◆ Task details ◆
Swap each occurrence of "in this shot" for "in this frame" throughout the entries below, and reproduce all the lines with nothing else altered.

□ □ □

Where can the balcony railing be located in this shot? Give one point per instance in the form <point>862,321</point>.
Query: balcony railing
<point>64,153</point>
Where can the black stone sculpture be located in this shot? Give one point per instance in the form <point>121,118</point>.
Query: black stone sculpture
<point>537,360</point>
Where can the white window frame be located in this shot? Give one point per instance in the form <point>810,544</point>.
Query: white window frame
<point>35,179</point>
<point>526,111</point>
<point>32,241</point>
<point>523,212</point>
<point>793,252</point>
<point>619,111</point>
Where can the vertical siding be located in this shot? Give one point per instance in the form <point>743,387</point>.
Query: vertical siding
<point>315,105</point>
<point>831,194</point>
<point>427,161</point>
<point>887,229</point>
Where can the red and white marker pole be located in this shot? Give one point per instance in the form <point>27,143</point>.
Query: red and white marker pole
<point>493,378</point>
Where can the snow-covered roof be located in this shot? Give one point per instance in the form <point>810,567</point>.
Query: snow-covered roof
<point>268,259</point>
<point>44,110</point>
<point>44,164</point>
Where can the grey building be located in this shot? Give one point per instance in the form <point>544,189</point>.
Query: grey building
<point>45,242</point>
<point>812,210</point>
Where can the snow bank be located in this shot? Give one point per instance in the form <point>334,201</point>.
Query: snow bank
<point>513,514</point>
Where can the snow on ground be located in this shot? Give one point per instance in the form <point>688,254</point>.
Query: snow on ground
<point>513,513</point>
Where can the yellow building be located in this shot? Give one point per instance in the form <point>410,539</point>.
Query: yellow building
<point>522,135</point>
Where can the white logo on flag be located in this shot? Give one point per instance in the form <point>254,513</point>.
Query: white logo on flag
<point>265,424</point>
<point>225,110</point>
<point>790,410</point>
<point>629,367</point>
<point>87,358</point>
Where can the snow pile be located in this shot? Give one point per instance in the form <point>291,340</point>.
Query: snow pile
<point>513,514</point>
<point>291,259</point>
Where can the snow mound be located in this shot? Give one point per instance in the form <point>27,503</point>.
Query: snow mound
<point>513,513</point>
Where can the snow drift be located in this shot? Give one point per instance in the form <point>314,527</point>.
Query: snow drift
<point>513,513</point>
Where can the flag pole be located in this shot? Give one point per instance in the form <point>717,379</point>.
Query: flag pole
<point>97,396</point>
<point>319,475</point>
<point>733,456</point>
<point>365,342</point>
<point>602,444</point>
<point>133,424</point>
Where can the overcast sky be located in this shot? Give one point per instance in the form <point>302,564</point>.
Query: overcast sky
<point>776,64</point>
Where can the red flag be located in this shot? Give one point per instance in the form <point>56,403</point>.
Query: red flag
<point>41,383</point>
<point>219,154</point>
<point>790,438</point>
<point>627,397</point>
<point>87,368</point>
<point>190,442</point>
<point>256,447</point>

□ □ □

◆ Worked answer ◆
Where can the balcony railing be located in this frame? Give one point per instance in the form <point>862,321</point>.
Query: balcony railing
<point>64,153</point>
Where can the black stone sculpture be located in this frame? Give one point per instance in the form <point>121,118</point>.
Query: black stone sculpture
<point>537,360</point>
Where can the white window frame be located in this frame? Give one point per instance in the form <point>810,544</point>.
Query: white window frame
<point>35,179</point>
<point>526,111</point>
<point>32,241</point>
<point>523,212</point>
<point>793,252</point>
<point>619,111</point>
Where can the vertical siding be located in this frame? Give one point per instance in the form <point>743,387</point>.
Query: vertical siding
<point>315,105</point>
<point>831,194</point>
<point>427,161</point>
<point>887,229</point>
Where can the red and white marker pole be located in this frame? Give one point per instance in the form <point>27,143</point>.
Query: red and white marker pole
<point>493,378</point>
Where can the snow-covered roof be located in this frame? Give one point per instance in the form <point>810,567</point>.
Query: snow-covered roof
<point>268,259</point>
<point>44,110</point>
<point>44,164</point>
Where can the grey building be located in this frame? Give one point per instance in the form <point>544,189</point>.
Query: grey building
<point>45,242</point>
<point>812,210</point>
Where can the snow bank be located in this frame? Give one point per instance in the form <point>334,201</point>.
Query: snow bank
<point>513,514</point>
Where can the snow on ground be located in this frame? Give one point per instance in the form <point>688,254</point>.
Query: snow on ground
<point>513,513</point>
Where can the yellow building be located in this frame? Give one point per instance in the form <point>410,539</point>.
Query: yellow building
<point>522,135</point>
Where can the white logo on flag be located in this frame? Give one point per instance in the form <point>254,513</point>.
Query: white logo on flag
<point>265,424</point>
<point>225,110</point>
<point>790,410</point>
<point>629,367</point>
<point>87,358</point>
Where can the snow pile be located in this frame? Give one point per instance in the form <point>291,340</point>.
Query: snow pile
<point>513,514</point>
<point>291,259</point>
Where can the snow mound be located in this frame? Give one point per instance in the form <point>27,503</point>.
Query: snow mound
<point>513,513</point>
Where can the snow drift be located in this frame? Give one point per instance in the form <point>314,527</point>.
Query: snow drift
<point>513,513</point>
Where can the flag pole be located in this frame? Give one point per instance in the form <point>717,379</point>.
Query: flag pole
<point>97,396</point>
<point>319,475</point>
<point>733,456</point>
<point>365,342</point>
<point>602,444</point>
<point>133,424</point>
Where can the overcast sky be located in this frame? Give one point per instance in the form <point>302,564</point>.
Query: overcast sky
<point>776,64</point>
Where can the red flag be located in this frame? Give one point per instance in the form <point>56,403</point>.
Query: red flag
<point>41,383</point>
<point>219,154</point>
<point>790,438</point>
<point>627,397</point>
<point>87,368</point>
<point>190,442</point>
<point>256,447</point>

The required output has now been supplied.